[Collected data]
↓↓↓

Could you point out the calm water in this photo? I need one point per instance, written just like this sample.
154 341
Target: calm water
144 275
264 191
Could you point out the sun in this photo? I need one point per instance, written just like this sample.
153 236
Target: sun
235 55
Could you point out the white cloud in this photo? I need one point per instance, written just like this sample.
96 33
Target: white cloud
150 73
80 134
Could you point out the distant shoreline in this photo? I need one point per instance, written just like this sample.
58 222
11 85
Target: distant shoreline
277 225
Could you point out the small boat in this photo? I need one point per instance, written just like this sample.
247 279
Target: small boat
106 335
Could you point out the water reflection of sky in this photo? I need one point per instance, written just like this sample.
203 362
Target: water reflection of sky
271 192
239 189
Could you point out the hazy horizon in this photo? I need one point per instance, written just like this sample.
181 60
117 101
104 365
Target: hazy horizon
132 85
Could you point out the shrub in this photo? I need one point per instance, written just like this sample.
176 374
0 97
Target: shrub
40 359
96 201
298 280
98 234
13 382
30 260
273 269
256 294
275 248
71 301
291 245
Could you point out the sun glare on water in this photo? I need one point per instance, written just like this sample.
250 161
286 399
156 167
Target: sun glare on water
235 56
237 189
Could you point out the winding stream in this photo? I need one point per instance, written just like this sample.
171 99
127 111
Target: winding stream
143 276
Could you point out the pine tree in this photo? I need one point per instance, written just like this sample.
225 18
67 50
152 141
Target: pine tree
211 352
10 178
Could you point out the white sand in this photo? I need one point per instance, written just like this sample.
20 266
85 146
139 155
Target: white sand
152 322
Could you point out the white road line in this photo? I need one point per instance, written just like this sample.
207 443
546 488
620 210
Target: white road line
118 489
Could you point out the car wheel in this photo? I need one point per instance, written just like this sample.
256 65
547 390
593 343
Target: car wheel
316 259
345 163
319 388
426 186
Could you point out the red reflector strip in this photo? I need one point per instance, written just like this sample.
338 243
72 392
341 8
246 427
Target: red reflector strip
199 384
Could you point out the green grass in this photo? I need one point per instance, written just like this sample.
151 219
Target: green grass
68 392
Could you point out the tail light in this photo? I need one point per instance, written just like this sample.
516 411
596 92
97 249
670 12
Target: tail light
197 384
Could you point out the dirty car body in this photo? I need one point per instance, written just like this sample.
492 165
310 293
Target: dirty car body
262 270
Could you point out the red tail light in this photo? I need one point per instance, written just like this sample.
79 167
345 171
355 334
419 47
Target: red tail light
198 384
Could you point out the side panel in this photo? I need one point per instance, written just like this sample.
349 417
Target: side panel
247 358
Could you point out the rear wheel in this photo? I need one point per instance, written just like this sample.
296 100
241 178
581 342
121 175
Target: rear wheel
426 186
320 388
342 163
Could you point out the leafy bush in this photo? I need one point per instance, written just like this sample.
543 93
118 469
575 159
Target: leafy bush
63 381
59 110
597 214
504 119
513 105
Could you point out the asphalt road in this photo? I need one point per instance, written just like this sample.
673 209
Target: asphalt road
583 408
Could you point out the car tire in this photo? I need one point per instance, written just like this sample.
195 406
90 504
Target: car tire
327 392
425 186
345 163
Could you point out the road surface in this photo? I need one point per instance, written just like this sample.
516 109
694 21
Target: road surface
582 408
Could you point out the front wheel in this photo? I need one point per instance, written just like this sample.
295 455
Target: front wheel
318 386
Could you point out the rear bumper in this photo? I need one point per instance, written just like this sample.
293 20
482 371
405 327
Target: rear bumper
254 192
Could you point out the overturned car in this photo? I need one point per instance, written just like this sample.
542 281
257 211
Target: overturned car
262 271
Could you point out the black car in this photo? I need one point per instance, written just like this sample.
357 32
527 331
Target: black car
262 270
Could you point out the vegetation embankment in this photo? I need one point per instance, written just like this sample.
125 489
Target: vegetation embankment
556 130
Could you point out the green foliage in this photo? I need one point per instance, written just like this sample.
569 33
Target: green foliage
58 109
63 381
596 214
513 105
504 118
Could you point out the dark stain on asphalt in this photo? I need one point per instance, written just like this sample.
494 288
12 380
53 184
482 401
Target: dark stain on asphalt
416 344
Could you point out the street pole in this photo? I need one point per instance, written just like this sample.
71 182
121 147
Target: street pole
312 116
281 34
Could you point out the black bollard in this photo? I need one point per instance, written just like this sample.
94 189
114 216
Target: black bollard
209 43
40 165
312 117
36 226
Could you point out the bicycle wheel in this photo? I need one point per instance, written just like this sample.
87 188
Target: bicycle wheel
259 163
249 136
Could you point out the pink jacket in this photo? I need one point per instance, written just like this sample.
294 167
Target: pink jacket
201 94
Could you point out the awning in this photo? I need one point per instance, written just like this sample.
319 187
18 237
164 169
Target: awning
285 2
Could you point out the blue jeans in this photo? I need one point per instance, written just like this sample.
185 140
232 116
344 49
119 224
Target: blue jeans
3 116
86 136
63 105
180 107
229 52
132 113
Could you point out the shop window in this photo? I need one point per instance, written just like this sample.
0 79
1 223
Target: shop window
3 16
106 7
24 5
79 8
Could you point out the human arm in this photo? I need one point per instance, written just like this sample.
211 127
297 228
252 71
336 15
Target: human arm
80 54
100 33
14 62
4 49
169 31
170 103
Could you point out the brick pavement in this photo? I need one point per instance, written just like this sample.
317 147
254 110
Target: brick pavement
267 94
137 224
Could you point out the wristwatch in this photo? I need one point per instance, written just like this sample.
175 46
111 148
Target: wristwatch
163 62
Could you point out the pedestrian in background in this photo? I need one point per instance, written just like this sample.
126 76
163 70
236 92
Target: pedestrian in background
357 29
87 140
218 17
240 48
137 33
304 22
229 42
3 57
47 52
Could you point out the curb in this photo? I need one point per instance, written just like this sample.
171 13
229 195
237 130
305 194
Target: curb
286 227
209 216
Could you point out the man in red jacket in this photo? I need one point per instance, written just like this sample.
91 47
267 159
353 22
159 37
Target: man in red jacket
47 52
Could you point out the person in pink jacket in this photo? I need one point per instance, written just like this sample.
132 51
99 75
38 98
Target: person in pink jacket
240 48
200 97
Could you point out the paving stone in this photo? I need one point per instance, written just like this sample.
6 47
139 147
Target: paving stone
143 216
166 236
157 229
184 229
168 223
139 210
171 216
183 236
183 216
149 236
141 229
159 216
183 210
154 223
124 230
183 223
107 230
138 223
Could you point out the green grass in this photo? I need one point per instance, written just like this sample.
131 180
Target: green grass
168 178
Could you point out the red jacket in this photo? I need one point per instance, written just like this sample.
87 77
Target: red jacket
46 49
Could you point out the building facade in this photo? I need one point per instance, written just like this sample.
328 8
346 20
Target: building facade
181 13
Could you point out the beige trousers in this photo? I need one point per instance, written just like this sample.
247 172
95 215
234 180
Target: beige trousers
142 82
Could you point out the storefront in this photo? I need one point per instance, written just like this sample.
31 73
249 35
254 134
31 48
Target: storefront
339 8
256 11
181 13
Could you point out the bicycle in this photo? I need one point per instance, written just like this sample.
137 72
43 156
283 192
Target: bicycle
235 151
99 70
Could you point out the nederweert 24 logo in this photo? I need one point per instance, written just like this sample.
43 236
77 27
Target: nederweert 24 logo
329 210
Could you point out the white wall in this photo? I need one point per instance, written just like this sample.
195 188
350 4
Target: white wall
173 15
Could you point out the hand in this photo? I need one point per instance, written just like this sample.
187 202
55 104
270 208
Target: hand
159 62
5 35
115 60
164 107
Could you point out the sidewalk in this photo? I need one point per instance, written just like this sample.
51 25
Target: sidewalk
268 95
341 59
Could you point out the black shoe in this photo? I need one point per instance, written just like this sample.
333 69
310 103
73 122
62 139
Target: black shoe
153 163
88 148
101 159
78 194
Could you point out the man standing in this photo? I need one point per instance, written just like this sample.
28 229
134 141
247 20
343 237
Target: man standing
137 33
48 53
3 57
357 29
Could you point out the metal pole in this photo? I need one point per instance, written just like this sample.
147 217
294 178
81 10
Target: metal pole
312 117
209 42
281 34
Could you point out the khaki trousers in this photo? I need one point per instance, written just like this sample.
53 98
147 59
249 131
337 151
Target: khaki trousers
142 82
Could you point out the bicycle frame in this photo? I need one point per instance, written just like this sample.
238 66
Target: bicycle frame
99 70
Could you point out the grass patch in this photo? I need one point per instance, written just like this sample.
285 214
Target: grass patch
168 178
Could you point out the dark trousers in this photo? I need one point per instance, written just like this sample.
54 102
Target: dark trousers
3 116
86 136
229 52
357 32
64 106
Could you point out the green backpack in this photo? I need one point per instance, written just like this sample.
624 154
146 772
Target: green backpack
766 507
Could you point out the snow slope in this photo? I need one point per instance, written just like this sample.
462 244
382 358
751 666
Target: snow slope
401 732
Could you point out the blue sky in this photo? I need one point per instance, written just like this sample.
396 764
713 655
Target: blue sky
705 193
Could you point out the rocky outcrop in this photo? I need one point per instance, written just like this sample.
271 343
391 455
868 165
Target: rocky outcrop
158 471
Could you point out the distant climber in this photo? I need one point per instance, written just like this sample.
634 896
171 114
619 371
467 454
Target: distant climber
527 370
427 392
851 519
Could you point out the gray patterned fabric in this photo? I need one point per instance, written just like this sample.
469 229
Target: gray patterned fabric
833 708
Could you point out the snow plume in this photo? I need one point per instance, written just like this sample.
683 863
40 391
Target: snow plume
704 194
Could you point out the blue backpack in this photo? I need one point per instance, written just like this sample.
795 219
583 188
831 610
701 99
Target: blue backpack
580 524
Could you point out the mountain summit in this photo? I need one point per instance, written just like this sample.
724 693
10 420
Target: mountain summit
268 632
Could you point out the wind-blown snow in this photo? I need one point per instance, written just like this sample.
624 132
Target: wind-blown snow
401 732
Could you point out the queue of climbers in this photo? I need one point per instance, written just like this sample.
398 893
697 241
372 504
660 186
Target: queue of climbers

↑↑↑

Repeat only the stretch of lines starting at the one containing "Could you point out the green backpack" and running to the final line of the entries above.

Could you point out the green backpack in this photo? I need one point per instance, written just like this sample.
624 154
146 772
Target: green backpack
766 507
Could you point out the snow slope in this photo? I need one point per instance, written just like this sample.
462 244
382 358
751 666
Target: snow slope
401 732
Could you point out the blue sky in this photo? I need one point per instance, written just like this sample.
396 764
713 655
Target: blue sky
705 193
Could you point out the rocky outcrop in this photo? I need one point per instance, written just like this sample.
271 343
391 455
868 165
Target: rocky outcrop
158 471
Could you point out the distant climber in this photo? I need one point per instance, written just like this sample.
634 896
171 114
619 371
467 454
Target: distant climber
527 370
427 392
851 519
Could you point out the gray patterned fabric in this photo? I need one point per instance, written just like this sample.
469 229
Target: gray patterned fabric
833 708
Could you point out the snow plume in this photo? I need one point per instance, written just like this sample.
683 863
40 391
Target: snow plume
704 194
Could you point out the blue backpack in this photo? I need one point per instance, written just like this sample.
795 219
583 188
831 610
701 99
Target: blue backpack
580 524
Could you point out the mountain summit in this photo? I need one point per instance, written just like this sample.
724 693
10 420
Target: mountain summit
268 632
Could you point out the wind-blown snow in this photo? I need one point per instance, written just like this sample.
624 132
Target: wind-blown snow
401 732
Could you point out the queue of climbers in this photo? I need one point per instance, written just like this sample.
398 893
697 241
372 504
660 186
Target: queue of climbers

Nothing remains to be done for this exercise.